▶ _Задание_: Какая доля строк баллады Асеева, приведенной в отрывке о дольнике, имеет, по подсчетам В.Е. Холшевникова, ударения на первом, четвертом, седьмом и восьмом слогах?

Так обстругивается и оформляется ритм — основа всякой поэтической вещи, проходящая через нее гулом» [xxiv]. В этих словах мы отчетливо видим метод работы Маяковского, который в этом отношении аналогичен методам работы других современных поэтов: они не живут метром, определенным, заранее заданным и строго урегулированным построением задуманного стиха — они устремляются к ритму, к реальному звучанию, реальной энергии поэтической речи. Поэт, как правило (за исключением особых случаев, когда он задумывает создать произведение определенной, строго заданной формы — сонет, октаву и т.п. — или же создает перевод, где ритм задан ритмом оригинала), не выбирает размера своего стихотворения заранее, а подчиняется этому «гулу», слабо осознанному ощущению ритма, живущему в человеке подспудно. И будет ли это ритм классический, или же ритм дольниковый, ритм свободного стиха — принципиально безразлично. Главное — чтобы этот ритм совпадал с ритмом внутренним, живущим в поэте.

Вновь обращаясь к дольнику, отметим, что в рамках единой формы дольника существуют различные его разновидности, значительно отличающиеся друг от друга. В приведенном примере из Блока мы обнаруживаем наиболее свободную ритмически и в то же время дающую ощущение достаточно твердой ритмической заданности схему расположения ударений. В других примерах дольник может тяготеть к более строгим размерам — например, к логаэду:

Белые бивни

бьют

в ют.

В шумную пену

бушприт

врыт.

Вы говорите:

шторм —

вздор?

Некогда длить

спор!

(Асеев).

Явно ритмообразующую роль играет стык двух ударений в стихе, повторяющийся в качестве регулярного элемента в каждом стихе этой баллады, написанной именно таким стихом (вообще в ней употреблены переменные ритмы). По подсчетам В.Е. Холшевникова [xxv] 71% всех строк такого рода имеет ударения на первом, четвертом, седьмом и восьмом слогах, в остальных ударения расположены на первом, четвертом, шестом и седьмом слогах (или же с усечением на одно ударение в последних стихах каждой строфы — первый, четвертый и пятый слоги). Здесь явно доминирует тенденция к уравниванию ударений в их расположении по вертикали. Как предельный пример дольников такого рода могут интерпретироваться некоторые стихотворения О. Мандельштама.

 

Более свободные формы дольника уже тяготеют к тактовику или чисто тоническому стиху — стиху, где при соблюдении равенства числа ударений в строке, количество безударных слогов между ними свободно колеблется от 0 до 3-4, а иногда бывает и большим:

По городу бегал черный человек.

Гасил он фонарики, карабкаясь на лестницу.

 

Медленный, белый подходил рассвет,

Вместе с человеком взбирался на лестницу.

(Блок).

При соблюдении регулярной четырехударности каждого стиха в этом произведении, междуударные промежутки колеблются от одного до трех слогов.

Как своеобразная форма тактовика может интерпретироваться и народный песенный стих, а также его имитации [xxvi].

Вообще необходимо сказать, что вопрос о дольнике и его формах является весьма запутанным, и разграничение дольника, тактовика, чисто тонического стиха иногда проводится чисто арифметически: если интервал между ударными слогами может быть 1--2 слога — это дольник, если 0--3 слога — тактовик, если более — чисто тонический стих. На наш взгляд, проблема не решается таким образом, и пути исследований русского дольника еще только намечаются.

[Записи из набора данных для разметки]
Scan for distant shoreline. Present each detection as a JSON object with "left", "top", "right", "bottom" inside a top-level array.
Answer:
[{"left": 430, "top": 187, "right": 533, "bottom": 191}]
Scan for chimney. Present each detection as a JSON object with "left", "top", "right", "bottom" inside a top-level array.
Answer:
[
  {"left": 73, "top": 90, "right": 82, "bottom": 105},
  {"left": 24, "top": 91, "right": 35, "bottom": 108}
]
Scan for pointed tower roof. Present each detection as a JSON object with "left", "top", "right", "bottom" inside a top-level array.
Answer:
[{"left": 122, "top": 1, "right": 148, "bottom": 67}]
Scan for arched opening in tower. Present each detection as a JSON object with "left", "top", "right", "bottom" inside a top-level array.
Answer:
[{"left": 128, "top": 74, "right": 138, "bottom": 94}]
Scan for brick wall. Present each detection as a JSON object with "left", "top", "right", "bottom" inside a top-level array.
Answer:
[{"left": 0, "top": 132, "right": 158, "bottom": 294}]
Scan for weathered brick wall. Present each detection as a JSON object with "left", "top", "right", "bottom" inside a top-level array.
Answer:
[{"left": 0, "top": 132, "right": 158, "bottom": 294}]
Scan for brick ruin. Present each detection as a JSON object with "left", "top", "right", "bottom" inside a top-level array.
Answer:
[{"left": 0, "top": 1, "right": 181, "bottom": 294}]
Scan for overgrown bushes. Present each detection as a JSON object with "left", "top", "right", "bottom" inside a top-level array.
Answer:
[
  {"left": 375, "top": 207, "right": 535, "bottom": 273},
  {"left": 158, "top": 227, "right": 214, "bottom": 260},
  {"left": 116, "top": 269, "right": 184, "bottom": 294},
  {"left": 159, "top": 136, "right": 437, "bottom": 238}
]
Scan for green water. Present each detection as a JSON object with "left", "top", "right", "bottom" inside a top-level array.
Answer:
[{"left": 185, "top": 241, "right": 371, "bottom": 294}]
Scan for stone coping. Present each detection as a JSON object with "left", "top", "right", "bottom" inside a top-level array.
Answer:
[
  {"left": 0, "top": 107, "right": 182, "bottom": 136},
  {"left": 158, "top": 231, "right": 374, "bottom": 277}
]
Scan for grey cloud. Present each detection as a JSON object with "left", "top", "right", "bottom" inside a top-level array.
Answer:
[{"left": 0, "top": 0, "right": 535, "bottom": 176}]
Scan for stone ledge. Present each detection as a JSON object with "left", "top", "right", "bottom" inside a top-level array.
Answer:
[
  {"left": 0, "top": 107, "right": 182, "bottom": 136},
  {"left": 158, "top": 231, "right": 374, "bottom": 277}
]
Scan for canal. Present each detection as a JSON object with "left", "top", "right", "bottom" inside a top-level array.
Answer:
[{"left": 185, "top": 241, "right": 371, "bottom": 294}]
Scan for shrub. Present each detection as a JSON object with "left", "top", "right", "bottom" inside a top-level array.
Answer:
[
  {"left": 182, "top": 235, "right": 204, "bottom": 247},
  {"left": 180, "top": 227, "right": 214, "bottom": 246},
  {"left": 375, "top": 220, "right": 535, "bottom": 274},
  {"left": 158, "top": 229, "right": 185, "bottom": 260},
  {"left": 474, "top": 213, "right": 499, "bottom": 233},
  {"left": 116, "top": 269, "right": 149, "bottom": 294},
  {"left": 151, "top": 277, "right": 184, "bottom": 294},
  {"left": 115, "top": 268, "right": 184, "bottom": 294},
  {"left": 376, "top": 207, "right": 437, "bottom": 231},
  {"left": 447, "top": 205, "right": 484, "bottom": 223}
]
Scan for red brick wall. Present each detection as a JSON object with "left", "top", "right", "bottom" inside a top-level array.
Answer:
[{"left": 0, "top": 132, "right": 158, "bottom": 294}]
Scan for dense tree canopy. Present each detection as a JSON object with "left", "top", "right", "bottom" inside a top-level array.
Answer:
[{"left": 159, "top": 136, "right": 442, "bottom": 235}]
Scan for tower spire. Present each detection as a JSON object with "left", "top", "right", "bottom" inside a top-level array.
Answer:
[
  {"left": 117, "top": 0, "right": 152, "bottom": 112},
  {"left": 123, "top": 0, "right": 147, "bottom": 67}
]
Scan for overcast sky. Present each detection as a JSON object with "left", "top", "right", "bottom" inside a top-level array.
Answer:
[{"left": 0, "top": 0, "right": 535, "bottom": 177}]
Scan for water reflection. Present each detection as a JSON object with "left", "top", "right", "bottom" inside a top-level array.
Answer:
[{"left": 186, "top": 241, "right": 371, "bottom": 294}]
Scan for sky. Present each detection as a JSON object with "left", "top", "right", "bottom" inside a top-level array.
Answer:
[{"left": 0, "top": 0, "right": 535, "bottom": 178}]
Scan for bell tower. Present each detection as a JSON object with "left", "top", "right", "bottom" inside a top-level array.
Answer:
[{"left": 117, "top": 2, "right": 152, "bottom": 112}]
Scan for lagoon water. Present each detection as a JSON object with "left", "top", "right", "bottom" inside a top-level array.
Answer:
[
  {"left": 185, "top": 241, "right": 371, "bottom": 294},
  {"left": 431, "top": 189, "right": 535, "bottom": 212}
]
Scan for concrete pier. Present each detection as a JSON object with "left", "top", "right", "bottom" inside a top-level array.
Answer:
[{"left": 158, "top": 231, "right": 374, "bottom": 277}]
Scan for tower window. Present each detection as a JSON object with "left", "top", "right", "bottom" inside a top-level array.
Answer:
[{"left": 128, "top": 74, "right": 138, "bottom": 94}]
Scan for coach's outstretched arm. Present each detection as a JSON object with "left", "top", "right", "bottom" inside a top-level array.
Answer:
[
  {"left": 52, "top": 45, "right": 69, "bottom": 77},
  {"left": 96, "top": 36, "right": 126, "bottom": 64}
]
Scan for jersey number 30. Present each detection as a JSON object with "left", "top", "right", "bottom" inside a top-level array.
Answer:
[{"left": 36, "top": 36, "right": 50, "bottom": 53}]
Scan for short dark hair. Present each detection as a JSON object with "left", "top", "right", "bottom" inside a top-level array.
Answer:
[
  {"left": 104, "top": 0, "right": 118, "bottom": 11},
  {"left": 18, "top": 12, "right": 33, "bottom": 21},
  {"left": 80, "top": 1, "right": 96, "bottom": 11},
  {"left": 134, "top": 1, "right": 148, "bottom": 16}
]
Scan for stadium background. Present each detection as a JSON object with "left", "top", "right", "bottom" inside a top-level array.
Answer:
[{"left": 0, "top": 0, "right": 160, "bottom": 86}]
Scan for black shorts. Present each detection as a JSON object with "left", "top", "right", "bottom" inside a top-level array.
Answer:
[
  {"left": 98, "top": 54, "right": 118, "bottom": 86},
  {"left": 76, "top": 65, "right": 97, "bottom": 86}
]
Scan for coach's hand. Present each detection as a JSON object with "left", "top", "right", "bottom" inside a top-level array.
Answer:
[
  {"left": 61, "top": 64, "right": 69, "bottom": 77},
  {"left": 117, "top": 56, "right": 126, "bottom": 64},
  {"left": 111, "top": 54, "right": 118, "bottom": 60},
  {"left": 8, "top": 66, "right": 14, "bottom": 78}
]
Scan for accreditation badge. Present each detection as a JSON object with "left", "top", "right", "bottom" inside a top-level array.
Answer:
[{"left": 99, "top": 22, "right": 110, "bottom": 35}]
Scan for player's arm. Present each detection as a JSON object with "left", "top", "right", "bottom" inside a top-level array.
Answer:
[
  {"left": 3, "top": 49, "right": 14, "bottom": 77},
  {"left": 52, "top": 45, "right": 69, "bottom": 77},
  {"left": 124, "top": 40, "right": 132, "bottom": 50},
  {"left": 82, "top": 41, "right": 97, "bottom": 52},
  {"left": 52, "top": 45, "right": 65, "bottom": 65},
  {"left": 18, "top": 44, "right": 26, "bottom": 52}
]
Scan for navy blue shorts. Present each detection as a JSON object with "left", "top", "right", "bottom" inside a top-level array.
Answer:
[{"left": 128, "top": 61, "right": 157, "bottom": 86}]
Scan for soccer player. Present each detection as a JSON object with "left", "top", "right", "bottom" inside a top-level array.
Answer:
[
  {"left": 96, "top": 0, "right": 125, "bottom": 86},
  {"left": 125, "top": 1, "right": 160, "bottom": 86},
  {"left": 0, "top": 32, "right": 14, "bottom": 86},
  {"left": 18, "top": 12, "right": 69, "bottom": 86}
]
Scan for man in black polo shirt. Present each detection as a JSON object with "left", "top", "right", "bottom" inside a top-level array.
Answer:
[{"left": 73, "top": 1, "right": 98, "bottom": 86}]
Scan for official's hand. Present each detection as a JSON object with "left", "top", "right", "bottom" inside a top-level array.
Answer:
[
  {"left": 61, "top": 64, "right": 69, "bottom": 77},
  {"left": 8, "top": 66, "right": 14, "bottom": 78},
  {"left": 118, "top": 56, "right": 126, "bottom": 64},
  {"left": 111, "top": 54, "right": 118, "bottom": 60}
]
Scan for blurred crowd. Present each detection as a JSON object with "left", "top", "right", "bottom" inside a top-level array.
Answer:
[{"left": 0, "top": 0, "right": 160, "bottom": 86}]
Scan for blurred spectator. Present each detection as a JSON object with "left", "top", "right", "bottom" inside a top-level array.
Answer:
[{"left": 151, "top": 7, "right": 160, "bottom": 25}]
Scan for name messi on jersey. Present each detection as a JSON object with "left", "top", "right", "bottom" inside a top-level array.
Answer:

▶ _Ответ_: 71% всех строк такого рода.